**TASK DESCRIPTION**: Would you retype exactly the lines from the one containing "the street corner" through the last line of the records below, and nothing else?

**Collection entries**:
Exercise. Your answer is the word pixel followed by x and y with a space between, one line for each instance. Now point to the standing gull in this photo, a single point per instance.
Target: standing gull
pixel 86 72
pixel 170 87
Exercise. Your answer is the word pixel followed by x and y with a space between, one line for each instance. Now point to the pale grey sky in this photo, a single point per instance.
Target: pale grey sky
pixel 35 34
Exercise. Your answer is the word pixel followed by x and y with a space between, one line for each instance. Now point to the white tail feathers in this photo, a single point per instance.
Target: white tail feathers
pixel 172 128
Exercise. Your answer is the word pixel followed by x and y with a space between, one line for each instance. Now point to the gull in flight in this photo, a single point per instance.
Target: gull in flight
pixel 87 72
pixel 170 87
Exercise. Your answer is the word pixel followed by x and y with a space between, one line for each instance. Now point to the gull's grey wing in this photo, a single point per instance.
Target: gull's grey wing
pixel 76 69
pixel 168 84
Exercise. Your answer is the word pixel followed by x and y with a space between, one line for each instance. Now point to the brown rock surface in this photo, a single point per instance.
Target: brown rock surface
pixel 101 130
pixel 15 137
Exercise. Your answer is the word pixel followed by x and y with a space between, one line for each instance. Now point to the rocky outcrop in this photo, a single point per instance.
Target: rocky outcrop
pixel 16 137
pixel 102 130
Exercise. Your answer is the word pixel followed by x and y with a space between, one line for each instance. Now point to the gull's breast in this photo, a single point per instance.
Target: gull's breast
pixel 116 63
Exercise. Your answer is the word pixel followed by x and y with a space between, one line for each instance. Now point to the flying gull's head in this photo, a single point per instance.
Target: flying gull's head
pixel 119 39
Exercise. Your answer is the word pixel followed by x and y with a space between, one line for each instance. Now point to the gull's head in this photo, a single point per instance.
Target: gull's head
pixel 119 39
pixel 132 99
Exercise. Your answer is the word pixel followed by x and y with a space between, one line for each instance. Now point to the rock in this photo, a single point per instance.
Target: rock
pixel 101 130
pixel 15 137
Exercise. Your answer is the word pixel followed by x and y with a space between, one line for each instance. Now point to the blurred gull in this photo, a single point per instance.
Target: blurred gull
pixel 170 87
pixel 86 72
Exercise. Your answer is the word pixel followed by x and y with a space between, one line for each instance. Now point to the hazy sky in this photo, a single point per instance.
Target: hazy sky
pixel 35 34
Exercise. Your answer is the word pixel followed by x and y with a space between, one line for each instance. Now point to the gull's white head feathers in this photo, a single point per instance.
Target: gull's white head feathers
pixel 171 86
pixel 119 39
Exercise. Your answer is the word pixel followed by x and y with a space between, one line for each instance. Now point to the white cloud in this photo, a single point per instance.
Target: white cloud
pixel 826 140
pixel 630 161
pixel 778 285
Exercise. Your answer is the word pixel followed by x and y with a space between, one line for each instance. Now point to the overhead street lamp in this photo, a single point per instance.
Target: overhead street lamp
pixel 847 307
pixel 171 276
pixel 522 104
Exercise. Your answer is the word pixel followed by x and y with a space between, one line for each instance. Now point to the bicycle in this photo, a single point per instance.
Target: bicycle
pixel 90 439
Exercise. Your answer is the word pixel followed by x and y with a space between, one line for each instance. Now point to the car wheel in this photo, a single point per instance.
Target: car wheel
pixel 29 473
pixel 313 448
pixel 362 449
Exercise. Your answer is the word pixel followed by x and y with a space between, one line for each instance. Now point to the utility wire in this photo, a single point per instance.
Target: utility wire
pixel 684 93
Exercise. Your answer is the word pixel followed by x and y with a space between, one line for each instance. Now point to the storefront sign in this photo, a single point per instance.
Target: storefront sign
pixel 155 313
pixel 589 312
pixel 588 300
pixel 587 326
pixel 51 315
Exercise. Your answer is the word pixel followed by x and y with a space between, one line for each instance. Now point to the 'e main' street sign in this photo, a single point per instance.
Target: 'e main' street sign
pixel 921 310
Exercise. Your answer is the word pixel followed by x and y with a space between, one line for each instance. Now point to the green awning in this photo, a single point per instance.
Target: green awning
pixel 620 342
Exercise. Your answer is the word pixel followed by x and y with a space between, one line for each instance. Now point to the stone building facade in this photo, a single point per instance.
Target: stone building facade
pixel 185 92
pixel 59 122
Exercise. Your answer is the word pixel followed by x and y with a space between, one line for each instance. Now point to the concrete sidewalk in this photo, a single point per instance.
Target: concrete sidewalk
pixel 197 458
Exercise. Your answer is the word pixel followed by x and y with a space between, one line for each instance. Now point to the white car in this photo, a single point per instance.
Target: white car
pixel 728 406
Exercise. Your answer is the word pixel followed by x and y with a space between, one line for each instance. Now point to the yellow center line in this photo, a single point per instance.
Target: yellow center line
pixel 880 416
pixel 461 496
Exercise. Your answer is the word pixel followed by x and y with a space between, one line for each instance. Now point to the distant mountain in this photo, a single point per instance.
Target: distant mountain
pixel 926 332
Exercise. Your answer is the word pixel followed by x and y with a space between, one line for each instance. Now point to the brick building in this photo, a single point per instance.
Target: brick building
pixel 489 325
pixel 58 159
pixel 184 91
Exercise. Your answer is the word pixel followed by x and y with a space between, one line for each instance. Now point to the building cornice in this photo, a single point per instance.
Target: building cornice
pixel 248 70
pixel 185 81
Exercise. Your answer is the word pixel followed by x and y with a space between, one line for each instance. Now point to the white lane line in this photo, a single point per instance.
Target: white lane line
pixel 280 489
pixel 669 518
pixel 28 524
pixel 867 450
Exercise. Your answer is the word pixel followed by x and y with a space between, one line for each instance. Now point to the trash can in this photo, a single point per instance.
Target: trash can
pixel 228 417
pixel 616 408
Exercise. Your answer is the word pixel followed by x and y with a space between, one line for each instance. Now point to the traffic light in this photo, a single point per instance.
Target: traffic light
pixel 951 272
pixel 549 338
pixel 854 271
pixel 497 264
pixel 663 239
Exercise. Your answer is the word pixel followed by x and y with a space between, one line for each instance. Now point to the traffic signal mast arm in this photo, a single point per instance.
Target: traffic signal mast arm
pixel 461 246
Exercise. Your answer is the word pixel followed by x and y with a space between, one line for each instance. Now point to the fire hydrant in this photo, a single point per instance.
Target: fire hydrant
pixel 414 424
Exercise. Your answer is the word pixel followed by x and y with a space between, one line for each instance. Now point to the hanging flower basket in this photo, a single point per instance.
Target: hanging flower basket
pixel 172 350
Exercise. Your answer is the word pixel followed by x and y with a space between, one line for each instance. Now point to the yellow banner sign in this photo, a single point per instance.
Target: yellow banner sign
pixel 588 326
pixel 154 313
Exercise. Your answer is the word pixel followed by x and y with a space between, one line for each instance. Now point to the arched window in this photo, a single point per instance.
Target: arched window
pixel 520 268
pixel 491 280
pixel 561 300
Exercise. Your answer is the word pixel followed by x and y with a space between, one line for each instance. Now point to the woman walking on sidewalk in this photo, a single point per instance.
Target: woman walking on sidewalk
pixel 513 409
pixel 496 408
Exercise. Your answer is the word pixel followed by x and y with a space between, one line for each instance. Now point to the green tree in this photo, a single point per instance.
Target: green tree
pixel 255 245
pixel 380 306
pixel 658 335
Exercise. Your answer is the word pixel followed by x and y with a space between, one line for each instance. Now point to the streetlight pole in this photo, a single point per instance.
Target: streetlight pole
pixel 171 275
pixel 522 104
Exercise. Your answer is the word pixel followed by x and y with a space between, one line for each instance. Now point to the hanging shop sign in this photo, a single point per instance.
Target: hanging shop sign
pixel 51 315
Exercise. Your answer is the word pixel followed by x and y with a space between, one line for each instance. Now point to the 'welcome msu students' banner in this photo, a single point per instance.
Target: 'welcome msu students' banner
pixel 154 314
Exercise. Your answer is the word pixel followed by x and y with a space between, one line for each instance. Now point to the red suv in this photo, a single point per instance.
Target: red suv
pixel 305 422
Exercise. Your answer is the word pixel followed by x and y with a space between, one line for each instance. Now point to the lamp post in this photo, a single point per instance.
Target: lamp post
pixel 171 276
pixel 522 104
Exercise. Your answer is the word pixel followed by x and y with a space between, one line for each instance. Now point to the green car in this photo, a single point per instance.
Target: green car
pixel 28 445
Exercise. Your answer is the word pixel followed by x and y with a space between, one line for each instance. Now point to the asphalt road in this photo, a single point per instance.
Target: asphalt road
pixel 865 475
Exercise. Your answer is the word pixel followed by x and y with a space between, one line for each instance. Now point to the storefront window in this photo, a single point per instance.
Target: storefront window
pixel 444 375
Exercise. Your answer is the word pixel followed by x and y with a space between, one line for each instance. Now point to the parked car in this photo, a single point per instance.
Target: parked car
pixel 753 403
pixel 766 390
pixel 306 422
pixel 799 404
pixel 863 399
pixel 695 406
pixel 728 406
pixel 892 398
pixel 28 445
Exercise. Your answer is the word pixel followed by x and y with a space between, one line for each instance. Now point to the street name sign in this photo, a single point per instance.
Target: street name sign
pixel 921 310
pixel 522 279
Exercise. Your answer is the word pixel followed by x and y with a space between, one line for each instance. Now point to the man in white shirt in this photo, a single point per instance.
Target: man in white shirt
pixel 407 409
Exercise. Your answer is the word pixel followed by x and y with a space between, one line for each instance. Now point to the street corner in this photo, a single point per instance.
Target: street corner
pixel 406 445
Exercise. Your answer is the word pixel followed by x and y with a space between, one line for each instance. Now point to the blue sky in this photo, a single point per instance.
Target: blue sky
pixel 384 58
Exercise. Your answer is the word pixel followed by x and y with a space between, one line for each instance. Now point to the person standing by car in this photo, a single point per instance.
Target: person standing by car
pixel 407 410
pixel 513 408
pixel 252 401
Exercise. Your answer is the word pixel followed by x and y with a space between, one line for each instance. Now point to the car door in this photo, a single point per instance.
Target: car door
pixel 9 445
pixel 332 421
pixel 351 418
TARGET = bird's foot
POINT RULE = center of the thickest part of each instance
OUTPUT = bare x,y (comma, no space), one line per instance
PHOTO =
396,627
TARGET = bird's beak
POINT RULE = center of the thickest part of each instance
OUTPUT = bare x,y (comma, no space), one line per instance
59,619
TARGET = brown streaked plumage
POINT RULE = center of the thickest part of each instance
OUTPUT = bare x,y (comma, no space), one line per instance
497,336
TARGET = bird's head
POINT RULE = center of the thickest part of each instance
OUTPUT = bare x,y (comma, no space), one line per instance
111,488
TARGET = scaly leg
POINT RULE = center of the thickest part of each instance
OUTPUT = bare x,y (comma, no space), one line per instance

**TASK RESULT**:
Exercise. Your answer is the word pixel followed by x and y with a space between, one line for each instance. Now point to the street corner in this photo, a single point per instance.
Target: street corner
pixel 406 445
Exercise. Your answer is the word pixel followed by x and y with a space between, one line for each instance. Now point to the blue sky in this photo, a single point per instance.
Target: blue sky
pixel 384 58
Exercise. Your answer is the word pixel followed by x and y with a space between, one line for each instance. Now point to the person standing by car in this photo, a single point per instance.
Target: person standing by car
pixel 407 410
pixel 513 408
pixel 252 401
Exercise. Your answer is the word pixel followed by x and y with a space between, one line for each instance. Now point to the car door in this photo, a single point per instance.
Target: car door
pixel 9 445
pixel 332 421
pixel 351 418
TARGET = bird's foot
POINT RULE = center of the thickest part of each instance
OUTPUT = bare x,y (comma, no space), one line per instance
PHOTO =
396,627
TARGET = bird's beak
POINT RULE = center of the thickest part of each instance
OUTPUT = bare x,y (comma, no space), one line per instance
59,619
TARGET = brown streaked plumage
POINT RULE = center of the thickest part of each instance
OUTPUT = bare x,y (comma, no space), one line per instance
497,336
TARGET = bird's head
POINT RULE = center of the thickest part of each instance
OUTPUT = bare x,y (comma, no space), one line per instance
111,488
TARGET = scaly leg
POINT RULE = center of the thickest part of each instance
OUTPUT = bare x,y (comma, no space), one line per instance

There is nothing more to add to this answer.